TEXT BLOCK:

Understanding Smart Pointers in Rust: A Comprehensive Guide

Ebina Perelyn Okoh
8 min readJun 5, 2023

--

Photo by Jossuha Théophile on Unsplash

Introduction

Before we go into what smart pointers are let’s try to set a clear basis for what a pointer is, a pointer in programming is often a piece of data that directs to the location of another piece of data, like for example, your home address directs to where you live. Smart pointers are like regular pointers that direct to the location of a piece of data but with additional capabilities which include allocating multiple owners to a value, interior mutability, and more.

Ps. & which connotes a reference in Rust can also be regarded as a pointer since it points to a reference of a piece of data.

In this article, we’ll look at common smart pointers in Rust and how we can use them. some of the common smart pointers in Rust include Box, Rc, Arc, Refcell, and Mutex.

WRITTEN INSTRUCTION:
Rewrite the part of the smart pointer guide that opens with "In this article, we’ll" and closes with "Refcell, and Mutex.", using "post" in place of "article". The material that comes next has nothing to do with the smart pointer guide.

Records of labeled points:
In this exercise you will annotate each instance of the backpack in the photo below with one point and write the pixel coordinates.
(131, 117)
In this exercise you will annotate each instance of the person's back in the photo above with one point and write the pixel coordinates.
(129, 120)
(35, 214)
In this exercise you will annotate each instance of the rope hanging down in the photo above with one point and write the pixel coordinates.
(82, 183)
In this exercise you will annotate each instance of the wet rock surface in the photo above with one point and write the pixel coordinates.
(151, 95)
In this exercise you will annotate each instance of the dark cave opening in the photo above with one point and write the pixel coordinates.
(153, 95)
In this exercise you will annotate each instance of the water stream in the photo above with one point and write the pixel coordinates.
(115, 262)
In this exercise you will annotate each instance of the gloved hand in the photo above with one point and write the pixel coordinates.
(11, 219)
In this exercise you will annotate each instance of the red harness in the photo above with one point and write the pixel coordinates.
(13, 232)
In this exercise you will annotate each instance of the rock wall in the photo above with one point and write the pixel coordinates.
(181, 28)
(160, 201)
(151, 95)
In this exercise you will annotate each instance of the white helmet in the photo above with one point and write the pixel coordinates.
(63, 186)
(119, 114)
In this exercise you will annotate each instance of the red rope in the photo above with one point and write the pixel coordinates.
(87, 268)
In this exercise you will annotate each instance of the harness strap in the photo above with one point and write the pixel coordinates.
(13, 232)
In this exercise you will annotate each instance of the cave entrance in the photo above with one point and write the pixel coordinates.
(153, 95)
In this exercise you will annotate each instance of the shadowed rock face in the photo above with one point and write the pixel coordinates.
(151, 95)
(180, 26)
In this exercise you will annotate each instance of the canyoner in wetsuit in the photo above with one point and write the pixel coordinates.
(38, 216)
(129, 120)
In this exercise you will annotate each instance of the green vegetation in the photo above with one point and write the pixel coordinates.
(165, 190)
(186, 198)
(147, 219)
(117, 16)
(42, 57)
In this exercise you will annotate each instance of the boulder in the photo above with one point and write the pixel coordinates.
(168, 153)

WORKED ANSWER:
In this post, we’ll look at common smart pointers in Rust and how we can use them. some of the common smart pointers in Rust include Box, Rc, Arc, Refcell, and Mutex.